— START Text excerpt —
Founding Fathers - Benjamin Franklin

Benjamin Franklin

Born: January 17, 1706 (Boston, Massachusetts) 

Died: April 17, 1790 (Philadelphia, Pennsylvania) 


In honor of today's major sporting event (and because there are obviously no Founding Fathers from Kansas City) I decided to put this week's spotlight on Philadelphia's favorite son.  Benjamin Franklin's life actually began in Boston, Massachusetts, as the 10th and final son of a candle and soap maker named Josiah and his second wife, Abiah.  With parents of humble means and a total of 16 siblings, the young man was unable to have sufficient schooling to achieve his father's dream of him going into ministry.  With an older brother already established as a printer, however, Benjamin was apprenticed at the age of 12 to follow in his footsteps.  Three years later that older brother, James, founded a newspaper named The New England Courant, the first of its kind in Massachusetts and one of the first throughout the American colonies.  Young Benjamin was precocious and attempted to write for and help run the paper, including submitting letters under the pseudonym "Silence Dogood" which were quite popular with readers, but his brother was jealous and frequently resorted to beatings to keep his lowly apprentice brother in his place.  Dissatisfied with the direction of his life, Benjamin ran away from Boston in 1723 at the age of 17 and eventually made his way through New York and New Jersey and into Pennsylvania.
— END Text excerpt —
Reproduce the Benjamin Franklin text word for word from "Founding Fathers - Benjamin" to "1790 (Philadelphia, Pennsylvania)". Nothing in the records is needed here.
— START Information supplied —
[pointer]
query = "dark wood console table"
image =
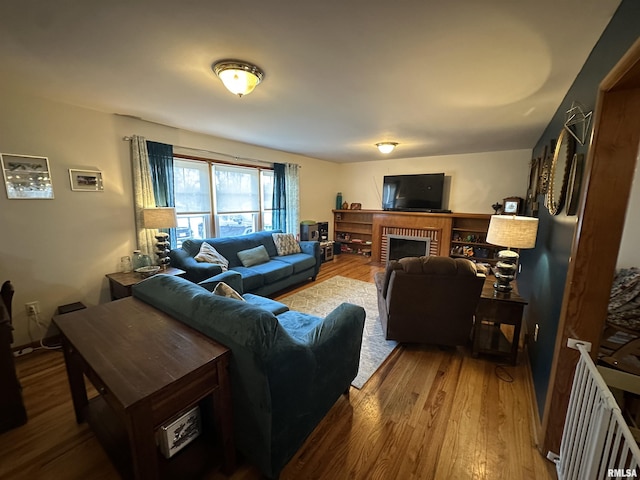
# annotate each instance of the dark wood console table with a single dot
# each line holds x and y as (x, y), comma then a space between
(120, 283)
(496, 309)
(147, 367)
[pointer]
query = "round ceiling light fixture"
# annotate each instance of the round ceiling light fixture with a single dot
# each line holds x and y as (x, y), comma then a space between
(239, 77)
(386, 147)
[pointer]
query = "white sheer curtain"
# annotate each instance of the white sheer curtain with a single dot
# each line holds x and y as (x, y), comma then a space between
(142, 192)
(292, 183)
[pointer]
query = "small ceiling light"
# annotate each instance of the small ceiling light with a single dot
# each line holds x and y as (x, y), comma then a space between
(386, 147)
(239, 77)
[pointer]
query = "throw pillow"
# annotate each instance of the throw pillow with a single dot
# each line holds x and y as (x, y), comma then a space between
(209, 254)
(286, 243)
(253, 256)
(225, 290)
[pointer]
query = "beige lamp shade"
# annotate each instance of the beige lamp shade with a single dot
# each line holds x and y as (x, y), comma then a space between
(512, 231)
(159, 217)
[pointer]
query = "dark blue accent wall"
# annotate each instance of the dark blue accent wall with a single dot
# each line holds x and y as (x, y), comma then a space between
(544, 271)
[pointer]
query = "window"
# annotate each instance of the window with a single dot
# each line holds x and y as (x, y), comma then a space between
(239, 203)
(193, 199)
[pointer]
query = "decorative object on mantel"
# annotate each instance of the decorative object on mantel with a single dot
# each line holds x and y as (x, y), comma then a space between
(512, 205)
(26, 176)
(239, 77)
(563, 153)
(161, 217)
(578, 121)
(510, 231)
(86, 180)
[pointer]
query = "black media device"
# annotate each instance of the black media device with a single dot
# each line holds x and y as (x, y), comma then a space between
(414, 193)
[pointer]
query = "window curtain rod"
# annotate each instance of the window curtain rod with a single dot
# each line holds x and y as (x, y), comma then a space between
(235, 157)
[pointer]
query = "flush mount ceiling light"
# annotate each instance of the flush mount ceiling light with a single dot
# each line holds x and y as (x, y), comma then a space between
(239, 77)
(386, 147)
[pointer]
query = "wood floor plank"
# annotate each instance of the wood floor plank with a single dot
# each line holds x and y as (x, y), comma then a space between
(427, 413)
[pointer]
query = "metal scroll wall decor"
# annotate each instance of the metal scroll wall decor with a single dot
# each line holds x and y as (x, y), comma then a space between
(559, 172)
(578, 122)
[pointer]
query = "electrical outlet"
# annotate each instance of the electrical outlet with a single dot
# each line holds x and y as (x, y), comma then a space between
(32, 308)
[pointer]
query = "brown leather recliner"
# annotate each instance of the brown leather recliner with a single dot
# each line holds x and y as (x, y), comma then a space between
(429, 299)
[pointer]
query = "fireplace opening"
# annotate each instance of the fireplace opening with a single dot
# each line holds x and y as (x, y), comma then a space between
(400, 246)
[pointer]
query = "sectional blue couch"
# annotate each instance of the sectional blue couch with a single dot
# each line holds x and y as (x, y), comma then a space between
(277, 274)
(287, 368)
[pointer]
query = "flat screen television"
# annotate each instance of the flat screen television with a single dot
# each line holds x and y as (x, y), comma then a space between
(413, 193)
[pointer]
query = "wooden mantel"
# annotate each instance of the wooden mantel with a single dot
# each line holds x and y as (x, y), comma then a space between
(373, 225)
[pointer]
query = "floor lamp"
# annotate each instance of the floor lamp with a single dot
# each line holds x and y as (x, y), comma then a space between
(510, 231)
(161, 217)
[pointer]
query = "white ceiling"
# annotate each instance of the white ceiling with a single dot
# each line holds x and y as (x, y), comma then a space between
(439, 77)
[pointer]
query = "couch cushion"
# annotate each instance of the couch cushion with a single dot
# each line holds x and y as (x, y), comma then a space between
(251, 279)
(286, 243)
(273, 271)
(298, 324)
(253, 256)
(299, 261)
(225, 290)
(271, 305)
(209, 254)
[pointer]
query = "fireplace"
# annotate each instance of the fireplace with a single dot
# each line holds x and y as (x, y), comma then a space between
(400, 246)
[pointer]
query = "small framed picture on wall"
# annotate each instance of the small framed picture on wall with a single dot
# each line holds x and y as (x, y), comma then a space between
(512, 205)
(86, 180)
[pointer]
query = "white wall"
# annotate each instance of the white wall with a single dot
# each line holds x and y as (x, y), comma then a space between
(629, 255)
(473, 182)
(58, 251)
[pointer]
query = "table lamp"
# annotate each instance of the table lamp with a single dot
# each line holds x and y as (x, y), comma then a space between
(161, 217)
(510, 231)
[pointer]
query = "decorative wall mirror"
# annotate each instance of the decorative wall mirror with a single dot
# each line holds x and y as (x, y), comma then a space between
(559, 172)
— END Information supplied —
▶ _Exercise response_:
Founding Fathers - Benjamin Franklin

Benjamin Franklin

Born: January 17, 1706 (Boston, Massachusetts) 

Died: April 17, 1790 (Philadelphia, Pennsylvania)